(Pointing dataset excerpts)
════════════════

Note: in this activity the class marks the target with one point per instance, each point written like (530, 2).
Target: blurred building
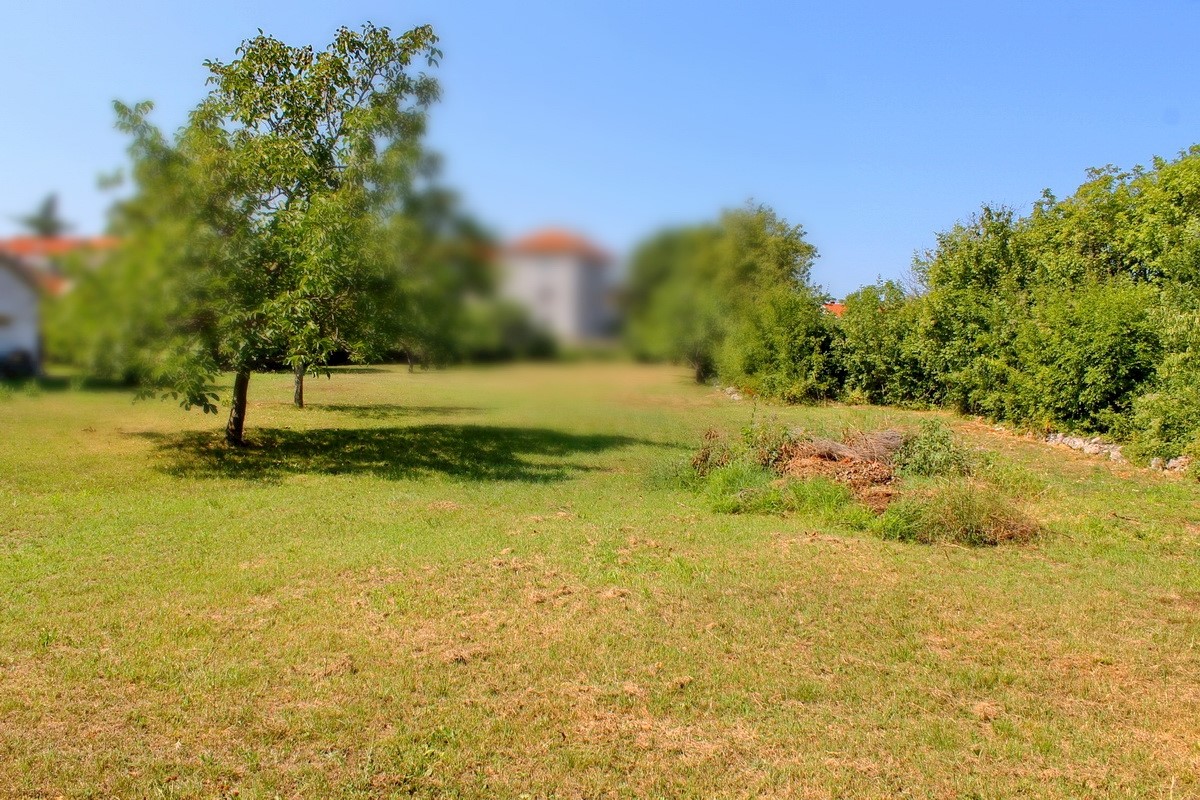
(31, 266)
(21, 330)
(563, 281)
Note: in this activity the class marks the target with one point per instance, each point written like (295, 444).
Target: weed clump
(855, 481)
(960, 512)
(933, 452)
(713, 453)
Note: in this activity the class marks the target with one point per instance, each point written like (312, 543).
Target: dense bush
(1079, 317)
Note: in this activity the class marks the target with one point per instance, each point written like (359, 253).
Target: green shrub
(714, 452)
(767, 441)
(958, 511)
(739, 487)
(933, 451)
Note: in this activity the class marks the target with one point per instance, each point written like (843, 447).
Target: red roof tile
(556, 241)
(42, 246)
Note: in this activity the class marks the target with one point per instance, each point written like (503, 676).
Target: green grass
(498, 582)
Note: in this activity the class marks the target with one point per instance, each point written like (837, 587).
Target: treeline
(1083, 316)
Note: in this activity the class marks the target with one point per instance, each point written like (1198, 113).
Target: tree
(279, 191)
(46, 222)
(731, 298)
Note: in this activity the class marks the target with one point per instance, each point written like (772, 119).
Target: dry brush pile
(919, 485)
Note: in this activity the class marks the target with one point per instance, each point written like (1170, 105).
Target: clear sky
(871, 124)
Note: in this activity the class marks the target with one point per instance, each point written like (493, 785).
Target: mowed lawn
(474, 583)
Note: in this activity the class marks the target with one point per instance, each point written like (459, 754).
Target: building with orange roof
(21, 338)
(563, 281)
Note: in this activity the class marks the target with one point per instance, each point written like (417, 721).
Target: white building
(21, 344)
(563, 281)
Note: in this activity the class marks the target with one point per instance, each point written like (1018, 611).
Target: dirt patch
(862, 461)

════════════════

▶ _INSTRUCTION_:
Please render the lines of the listing above as a numbered list, leaving out blank lines. Omit the pictures from your answer.

▶ _EXPECTED ANSWER_:
1. Note: in this activity the class marks the target with one point per instance, each point written like (530, 2).
2. Target: blurred building
3. (31, 266)
4. (21, 330)
5. (563, 281)
6. Note: in this activity the class marks the target with one point per instance, each point written like (295, 444).
7. Target: weed clump
8. (855, 481)
9. (960, 512)
10. (933, 452)
11. (713, 453)
12. Note: in this activity the class marks the target with one point per instance, each point written like (312, 543).
13. Target: dense bush
14. (1079, 317)
15. Note: in this activity the class marks the target with one point per instance, each point written like (359, 253).
16. Target: green shrub
17. (714, 452)
18. (767, 441)
19. (958, 511)
20. (739, 487)
21. (933, 451)
22. Note: in this activity the class marks the target with one point per instance, each point written like (843, 447).
23. Target: red roof tile
24. (556, 241)
25. (42, 246)
26. Note: in this activity the class marks the target with one point per instance, each point written like (503, 676).
27. Target: green grass
28. (498, 582)
29. Note: in this activity the class marks the target with one point per instance, each point written like (837, 587).
30. Target: treeline
31. (1083, 316)
32. Note: in this activity the class marks the target with one point per instance, each point written like (1198, 113).
33. Target: tree
34. (279, 191)
35. (46, 222)
36. (731, 298)
37. Note: in this activity the class marks the target with one point per instance, each point written like (772, 119).
38. Target: dry brush pile
39. (919, 485)
40. Note: in this activity the class marks the target with one point per instance, each point written like (1170, 105).
41. Target: clear sky
42. (871, 124)
43. Note: in this activity the class marks the target with one point per instance, each point written like (493, 785).
44. Target: mowed lawn
45. (474, 583)
46. Note: in this activity the class marks the target with one point per instance, each point written like (459, 754).
47. Target: building with orange roof
48. (21, 338)
49. (563, 281)
50. Note: in this activity the class marks the target with one point per instance, each point written like (417, 721).
51. Target: white building
52. (21, 344)
53. (563, 281)
54. Note: in this activity the class marks the target with one point per instance, each point written like (1018, 611).
55. Target: dirt patch
56. (862, 461)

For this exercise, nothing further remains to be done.